* **ABOUT THIS EXERCISE**: Based on the listing below, report how many lines contain the word "instance". Nothing but the number, please.

* **SOURCE INFORMATION**:
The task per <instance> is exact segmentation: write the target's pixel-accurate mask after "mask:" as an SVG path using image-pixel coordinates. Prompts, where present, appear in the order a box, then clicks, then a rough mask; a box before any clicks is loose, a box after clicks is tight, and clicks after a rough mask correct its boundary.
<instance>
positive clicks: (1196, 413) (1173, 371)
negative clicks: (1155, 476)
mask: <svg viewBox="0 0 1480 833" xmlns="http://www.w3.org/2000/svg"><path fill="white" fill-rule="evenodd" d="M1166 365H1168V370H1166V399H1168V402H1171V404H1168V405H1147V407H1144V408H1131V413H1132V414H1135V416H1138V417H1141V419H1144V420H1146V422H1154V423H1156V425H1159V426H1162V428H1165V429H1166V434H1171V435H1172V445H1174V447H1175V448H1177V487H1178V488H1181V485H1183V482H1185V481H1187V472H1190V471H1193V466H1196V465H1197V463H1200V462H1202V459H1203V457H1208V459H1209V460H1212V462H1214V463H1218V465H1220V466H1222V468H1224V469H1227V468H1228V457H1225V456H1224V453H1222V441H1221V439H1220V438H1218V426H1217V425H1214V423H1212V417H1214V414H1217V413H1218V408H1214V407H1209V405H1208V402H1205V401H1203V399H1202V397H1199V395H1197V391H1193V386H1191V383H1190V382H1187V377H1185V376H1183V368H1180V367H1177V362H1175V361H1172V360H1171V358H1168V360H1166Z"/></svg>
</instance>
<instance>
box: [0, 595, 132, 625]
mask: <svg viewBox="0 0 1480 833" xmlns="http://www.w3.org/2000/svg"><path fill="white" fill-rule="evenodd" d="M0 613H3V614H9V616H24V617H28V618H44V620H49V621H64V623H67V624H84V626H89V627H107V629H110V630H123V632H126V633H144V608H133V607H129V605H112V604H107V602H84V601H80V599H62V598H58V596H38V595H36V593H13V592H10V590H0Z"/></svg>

* **RESPONSE TO THE TASK**: 4